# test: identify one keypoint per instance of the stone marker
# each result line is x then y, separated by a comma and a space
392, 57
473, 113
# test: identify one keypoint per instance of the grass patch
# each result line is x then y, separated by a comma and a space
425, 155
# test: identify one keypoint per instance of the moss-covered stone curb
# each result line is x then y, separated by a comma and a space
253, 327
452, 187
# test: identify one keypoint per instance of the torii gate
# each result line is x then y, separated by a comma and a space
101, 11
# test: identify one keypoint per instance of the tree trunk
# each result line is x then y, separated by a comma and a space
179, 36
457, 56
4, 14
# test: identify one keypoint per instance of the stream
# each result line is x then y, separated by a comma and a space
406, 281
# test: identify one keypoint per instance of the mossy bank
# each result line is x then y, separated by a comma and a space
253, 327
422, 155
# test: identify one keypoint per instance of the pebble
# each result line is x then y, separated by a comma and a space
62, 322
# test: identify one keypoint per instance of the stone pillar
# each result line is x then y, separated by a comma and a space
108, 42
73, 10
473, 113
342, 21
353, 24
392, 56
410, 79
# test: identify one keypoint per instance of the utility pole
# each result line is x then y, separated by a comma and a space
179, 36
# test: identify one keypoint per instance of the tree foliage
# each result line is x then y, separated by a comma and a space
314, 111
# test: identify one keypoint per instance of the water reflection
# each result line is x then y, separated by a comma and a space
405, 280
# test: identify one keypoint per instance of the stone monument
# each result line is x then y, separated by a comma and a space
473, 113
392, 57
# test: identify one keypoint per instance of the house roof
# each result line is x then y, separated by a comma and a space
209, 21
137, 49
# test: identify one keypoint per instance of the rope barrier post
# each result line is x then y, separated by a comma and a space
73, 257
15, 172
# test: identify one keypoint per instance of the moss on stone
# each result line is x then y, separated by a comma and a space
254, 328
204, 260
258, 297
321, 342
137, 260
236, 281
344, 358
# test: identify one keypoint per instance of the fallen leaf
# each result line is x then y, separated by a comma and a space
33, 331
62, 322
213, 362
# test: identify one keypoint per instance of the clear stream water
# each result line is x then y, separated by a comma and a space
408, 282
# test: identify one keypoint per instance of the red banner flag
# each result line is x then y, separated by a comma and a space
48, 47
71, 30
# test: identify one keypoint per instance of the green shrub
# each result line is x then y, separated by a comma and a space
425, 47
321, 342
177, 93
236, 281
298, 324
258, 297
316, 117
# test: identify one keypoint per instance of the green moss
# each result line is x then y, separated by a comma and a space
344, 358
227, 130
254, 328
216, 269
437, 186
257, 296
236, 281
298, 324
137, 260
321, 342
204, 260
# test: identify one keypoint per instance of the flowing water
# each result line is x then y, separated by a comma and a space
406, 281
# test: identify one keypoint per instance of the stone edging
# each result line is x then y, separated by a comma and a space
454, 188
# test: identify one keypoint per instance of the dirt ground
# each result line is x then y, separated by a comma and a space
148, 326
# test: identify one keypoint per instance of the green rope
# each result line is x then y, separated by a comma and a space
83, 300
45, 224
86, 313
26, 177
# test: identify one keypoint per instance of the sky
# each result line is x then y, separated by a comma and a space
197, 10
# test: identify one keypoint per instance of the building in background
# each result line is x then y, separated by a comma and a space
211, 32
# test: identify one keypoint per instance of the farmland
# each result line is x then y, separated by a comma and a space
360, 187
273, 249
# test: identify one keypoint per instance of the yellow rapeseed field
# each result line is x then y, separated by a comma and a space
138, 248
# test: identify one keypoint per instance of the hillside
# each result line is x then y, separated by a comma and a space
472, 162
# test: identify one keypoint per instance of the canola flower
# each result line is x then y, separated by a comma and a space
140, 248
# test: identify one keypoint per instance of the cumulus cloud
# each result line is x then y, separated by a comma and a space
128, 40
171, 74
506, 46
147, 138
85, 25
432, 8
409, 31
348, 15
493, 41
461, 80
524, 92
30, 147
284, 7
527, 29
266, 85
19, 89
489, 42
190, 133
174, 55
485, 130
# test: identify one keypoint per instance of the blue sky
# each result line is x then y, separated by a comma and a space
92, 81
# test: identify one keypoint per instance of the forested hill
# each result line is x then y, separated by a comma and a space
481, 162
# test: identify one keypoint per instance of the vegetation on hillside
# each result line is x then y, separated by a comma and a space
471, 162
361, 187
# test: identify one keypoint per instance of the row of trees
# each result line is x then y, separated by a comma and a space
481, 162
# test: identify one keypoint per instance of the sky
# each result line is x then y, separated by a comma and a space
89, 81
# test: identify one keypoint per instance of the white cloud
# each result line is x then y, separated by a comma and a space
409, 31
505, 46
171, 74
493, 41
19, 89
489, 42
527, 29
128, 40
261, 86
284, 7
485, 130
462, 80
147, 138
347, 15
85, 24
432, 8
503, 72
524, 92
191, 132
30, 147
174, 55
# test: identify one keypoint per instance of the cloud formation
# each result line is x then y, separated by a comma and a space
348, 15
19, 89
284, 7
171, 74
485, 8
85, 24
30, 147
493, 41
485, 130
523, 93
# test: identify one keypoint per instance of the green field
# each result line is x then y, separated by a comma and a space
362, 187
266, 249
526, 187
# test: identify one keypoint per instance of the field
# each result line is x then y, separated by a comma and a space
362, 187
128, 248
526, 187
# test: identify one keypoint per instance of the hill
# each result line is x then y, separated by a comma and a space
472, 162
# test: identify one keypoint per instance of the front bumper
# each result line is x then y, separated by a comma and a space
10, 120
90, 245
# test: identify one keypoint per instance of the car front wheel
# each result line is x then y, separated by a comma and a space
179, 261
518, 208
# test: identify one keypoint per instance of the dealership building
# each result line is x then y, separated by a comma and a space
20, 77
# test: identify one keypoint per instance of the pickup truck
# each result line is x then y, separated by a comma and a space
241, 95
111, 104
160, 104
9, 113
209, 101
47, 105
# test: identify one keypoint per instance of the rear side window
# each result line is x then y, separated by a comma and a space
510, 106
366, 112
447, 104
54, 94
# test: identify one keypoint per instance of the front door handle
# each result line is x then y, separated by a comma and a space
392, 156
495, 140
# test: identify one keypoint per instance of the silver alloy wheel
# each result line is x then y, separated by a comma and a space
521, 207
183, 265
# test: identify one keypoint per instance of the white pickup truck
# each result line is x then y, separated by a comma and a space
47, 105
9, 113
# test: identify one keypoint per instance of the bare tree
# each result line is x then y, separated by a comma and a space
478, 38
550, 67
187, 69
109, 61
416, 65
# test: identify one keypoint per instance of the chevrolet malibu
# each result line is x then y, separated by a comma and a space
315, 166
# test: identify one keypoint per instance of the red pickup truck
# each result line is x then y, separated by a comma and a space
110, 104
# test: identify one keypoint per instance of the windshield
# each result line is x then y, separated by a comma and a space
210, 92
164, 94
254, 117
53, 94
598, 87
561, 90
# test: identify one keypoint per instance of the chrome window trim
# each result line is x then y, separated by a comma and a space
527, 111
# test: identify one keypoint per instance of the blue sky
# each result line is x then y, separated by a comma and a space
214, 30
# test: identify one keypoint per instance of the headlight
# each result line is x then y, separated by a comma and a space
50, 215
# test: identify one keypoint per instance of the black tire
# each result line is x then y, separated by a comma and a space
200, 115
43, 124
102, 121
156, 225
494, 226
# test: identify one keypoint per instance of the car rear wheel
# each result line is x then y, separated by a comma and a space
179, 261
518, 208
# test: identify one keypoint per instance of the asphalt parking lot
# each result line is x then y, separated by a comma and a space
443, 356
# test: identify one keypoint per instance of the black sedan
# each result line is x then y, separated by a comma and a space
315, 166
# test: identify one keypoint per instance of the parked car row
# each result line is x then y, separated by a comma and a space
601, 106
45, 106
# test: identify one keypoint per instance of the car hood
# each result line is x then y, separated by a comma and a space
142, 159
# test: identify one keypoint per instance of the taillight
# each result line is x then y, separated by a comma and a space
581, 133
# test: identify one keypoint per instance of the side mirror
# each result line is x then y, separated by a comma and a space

[Given exercise] From the line holding "# test: identify one keypoint per instance of the asphalt" down to the final line above, quote every line exactly and only those lines.

[Answer below]
# test: identify one keypoint per instance of the asphalt parking lot
# each result line is x then y, separated by a comma and a space
443, 356
# test: identify one keypoint per instance of the black sedan
# each result line is x then y, separated by a comma and a space
315, 166
# test: identify one keypoint per instance of the parked car row
# each result line is x then y, separated by a comma and a space
601, 106
45, 106
# test: identify one keypoint per instance of the car hood
# each result line is x then y, separated by a comma and a space
142, 159
# test: identify one keypoint per instance of the taillight
# each result line is x then y, separated by a comma and a space
581, 133
# test: identify one keypoint per instance of the side mirror
# each result line is x then y, separated by a comma and a space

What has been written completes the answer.